◆ DESCRIPTION OF THE TASK ◆
Answer these from the text on aging players and the Texans' secondary below:
1. What age is called an omen for athletes in the league?
2. How old is Johnathan Joseph, and which season is he entering?
3. How many interceptions did Andre Hal record last year?

◆ SUPPLIED TEXT ◆
The NFL is a young man’s sport. The age of 30 has become an omen for athletes in the league, usually signaling the dusk of a player’s career. Each season brings a new crop of eager, athletic, and young players to replace the ones currently in the league. Teams are willing to take a chance on a young defensive back rather than carry the salary and injuries of an older safety or corner.
With regard to the Texans, Johnathan Joseph is 34 and entering his thirteenth season. Kareem Jackson is 30 and entering his eighth season. These two veterans have held down the cornerback position in Houston since 2011. Unfortunately, along with the rest of the secondary, their play was embarrassing by the end of the 2017 season. The only commendable play came from Andre Hal who accumulated 71 tackles, five passes defended, and three interceptions last year.

◆ RECORDED INFORMATION ◆
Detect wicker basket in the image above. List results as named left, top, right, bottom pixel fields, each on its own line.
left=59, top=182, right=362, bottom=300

◆ TASK ANSWER ◆
1. 30
2. He is 34 and entering his thirteenth season.
3. Three